── DATASET ROWS

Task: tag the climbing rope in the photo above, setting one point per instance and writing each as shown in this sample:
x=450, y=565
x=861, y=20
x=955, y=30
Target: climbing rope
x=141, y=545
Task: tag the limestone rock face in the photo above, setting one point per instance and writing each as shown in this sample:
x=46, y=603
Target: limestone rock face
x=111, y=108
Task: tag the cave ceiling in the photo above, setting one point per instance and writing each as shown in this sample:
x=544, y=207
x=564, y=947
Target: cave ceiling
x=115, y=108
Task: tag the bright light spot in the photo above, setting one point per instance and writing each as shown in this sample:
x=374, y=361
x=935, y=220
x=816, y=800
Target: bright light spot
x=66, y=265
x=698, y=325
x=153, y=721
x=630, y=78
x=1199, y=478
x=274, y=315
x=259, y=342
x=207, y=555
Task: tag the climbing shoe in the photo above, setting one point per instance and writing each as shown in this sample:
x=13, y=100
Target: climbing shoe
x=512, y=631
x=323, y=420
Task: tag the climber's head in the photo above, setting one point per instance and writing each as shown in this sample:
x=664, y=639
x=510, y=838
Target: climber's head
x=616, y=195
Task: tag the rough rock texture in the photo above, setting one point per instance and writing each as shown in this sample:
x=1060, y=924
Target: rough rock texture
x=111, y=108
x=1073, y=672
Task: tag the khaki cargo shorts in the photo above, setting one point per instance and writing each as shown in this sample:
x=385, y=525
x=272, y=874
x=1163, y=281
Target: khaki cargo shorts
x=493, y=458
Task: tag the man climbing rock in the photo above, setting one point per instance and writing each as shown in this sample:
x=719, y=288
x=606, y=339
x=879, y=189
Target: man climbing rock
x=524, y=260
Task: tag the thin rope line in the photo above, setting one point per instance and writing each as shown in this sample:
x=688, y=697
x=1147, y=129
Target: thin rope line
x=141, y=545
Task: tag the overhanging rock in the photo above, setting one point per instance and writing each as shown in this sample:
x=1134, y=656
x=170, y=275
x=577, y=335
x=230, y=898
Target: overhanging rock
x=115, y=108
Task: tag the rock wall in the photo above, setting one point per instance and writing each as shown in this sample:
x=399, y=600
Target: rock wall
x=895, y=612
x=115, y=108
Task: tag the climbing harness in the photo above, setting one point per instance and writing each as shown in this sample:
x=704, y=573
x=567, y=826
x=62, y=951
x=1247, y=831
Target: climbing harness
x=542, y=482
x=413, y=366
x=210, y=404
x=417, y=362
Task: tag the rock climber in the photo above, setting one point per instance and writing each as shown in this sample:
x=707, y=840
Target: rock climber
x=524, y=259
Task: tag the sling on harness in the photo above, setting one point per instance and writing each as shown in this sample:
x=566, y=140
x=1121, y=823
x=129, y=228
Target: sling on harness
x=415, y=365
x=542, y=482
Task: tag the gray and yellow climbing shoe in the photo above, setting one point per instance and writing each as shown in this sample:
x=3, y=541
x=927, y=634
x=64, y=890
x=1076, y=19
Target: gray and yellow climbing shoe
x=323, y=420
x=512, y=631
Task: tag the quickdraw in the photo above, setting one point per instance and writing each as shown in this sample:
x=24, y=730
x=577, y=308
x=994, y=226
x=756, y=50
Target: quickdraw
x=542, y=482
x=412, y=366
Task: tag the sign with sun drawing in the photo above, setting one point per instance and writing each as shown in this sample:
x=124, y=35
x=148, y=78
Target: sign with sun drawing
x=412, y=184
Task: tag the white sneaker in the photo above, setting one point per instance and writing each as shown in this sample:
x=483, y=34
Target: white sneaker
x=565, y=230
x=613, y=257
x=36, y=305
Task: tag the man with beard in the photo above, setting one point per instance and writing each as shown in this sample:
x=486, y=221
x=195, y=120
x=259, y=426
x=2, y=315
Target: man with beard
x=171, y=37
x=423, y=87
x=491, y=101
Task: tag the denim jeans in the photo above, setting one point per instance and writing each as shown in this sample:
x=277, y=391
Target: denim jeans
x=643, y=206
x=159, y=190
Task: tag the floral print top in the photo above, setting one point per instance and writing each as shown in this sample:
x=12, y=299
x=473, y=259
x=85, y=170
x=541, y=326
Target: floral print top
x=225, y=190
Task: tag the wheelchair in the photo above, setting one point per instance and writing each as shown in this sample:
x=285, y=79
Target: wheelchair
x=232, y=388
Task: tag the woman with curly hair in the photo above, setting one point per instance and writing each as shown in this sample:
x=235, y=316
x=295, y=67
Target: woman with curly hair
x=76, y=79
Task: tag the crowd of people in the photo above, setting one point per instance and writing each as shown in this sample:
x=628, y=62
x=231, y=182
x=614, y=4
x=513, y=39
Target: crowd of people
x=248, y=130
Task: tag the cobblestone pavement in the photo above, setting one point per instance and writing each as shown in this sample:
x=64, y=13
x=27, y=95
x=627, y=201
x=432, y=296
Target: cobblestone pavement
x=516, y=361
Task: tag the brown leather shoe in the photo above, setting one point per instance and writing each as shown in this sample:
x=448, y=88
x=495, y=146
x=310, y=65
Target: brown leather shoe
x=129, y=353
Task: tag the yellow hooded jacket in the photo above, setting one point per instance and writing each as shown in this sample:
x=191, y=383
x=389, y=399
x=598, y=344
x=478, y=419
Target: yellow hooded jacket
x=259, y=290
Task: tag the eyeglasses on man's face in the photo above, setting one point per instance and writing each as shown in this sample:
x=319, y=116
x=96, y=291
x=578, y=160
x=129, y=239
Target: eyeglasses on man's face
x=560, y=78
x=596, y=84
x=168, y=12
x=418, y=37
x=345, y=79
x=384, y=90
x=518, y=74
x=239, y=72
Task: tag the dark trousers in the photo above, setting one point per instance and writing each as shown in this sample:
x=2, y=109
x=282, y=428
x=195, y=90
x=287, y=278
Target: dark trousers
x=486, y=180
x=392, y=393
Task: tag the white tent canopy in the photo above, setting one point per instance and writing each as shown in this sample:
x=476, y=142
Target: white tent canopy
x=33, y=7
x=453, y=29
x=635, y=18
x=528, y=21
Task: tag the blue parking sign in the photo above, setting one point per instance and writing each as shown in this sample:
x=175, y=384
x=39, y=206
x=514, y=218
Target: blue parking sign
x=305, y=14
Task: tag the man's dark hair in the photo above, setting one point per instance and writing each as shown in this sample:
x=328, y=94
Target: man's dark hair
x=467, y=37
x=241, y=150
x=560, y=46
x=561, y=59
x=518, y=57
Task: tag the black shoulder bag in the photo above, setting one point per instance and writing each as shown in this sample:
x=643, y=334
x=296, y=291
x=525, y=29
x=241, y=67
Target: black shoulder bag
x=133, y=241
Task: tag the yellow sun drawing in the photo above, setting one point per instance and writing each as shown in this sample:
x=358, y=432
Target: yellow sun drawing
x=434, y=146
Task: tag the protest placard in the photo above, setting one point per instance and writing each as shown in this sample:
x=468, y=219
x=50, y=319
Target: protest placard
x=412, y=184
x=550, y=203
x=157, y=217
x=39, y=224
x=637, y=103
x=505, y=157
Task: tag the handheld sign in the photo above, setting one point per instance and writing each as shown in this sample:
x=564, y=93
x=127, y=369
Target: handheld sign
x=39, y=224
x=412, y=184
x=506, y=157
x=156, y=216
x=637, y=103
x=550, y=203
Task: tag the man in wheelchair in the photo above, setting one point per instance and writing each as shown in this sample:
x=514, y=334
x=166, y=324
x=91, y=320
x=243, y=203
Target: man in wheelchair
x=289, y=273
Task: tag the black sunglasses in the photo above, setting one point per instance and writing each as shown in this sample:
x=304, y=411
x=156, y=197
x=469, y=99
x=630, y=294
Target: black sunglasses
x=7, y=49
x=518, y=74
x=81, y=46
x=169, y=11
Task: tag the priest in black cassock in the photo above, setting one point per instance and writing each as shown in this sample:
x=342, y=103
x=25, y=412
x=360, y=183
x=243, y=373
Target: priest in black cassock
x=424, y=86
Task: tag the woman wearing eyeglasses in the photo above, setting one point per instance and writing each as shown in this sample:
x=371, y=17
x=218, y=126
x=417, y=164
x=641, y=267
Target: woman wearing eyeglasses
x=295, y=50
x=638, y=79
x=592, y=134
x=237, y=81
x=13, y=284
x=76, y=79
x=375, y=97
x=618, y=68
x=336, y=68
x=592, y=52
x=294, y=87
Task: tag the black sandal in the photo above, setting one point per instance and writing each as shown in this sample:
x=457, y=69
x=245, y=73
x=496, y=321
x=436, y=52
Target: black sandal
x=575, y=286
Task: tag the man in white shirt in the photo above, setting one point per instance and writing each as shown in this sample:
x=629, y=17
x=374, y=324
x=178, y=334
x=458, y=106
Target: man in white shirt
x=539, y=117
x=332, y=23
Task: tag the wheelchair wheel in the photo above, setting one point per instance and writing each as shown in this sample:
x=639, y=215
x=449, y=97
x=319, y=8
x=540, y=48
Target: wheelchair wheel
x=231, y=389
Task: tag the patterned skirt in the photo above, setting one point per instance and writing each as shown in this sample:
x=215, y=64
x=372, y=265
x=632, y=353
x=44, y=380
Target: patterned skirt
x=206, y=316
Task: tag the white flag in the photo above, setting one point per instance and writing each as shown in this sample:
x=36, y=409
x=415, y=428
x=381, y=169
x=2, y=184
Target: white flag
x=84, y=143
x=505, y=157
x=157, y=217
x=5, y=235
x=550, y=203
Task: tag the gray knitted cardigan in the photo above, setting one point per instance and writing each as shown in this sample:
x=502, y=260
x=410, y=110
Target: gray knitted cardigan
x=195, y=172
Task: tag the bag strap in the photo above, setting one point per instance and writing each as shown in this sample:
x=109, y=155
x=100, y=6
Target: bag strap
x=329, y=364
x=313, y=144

────

WORK INSTRUCTIONS => Locate "Task: tag the black sandal" in the data above. Then repeat, exactly, its line and each line after it through the last, adding nothing.

EXERCISE SOLUTION =>
Task: tag the black sandal in the photo above, setting one point per instance and writing each as shown in this sample:
x=457, y=69
x=245, y=73
x=496, y=321
x=436, y=52
Target: black sandal
x=575, y=286
Task: tag the man in white shirt in the photo above, setting one point per instance and writing each as shown in this sample:
x=629, y=17
x=374, y=324
x=178, y=334
x=458, y=106
Target: man in white shirt
x=539, y=117
x=332, y=23
Task: tag the wheelchair wheel in the photo above, setting one point per instance and writing each as shown in this sample:
x=639, y=215
x=449, y=97
x=319, y=8
x=540, y=48
Target: wheelchair wheel
x=231, y=389
Task: tag the patterned skirt in the photo above, setting one point per instance and writing each as shown in this sample:
x=215, y=64
x=372, y=265
x=632, y=353
x=44, y=380
Target: patterned skirt
x=206, y=316
Task: tag the white flag in the photo above, setting one point per instance and writing each as shown in this sample:
x=36, y=409
x=415, y=428
x=381, y=169
x=2, y=184
Target: white flag
x=84, y=143
x=505, y=157
x=157, y=217
x=5, y=235
x=550, y=203
Task: tag the gray knitted cardigan in the photo above, setting one point per instance and writing each as shown in this sample:
x=502, y=260
x=410, y=110
Target: gray knitted cardigan
x=195, y=172
Task: tag the bag strap in the photo above, setting one point per instance and writing each as shown in this sample:
x=109, y=155
x=100, y=6
Target: bag strap
x=329, y=364
x=313, y=144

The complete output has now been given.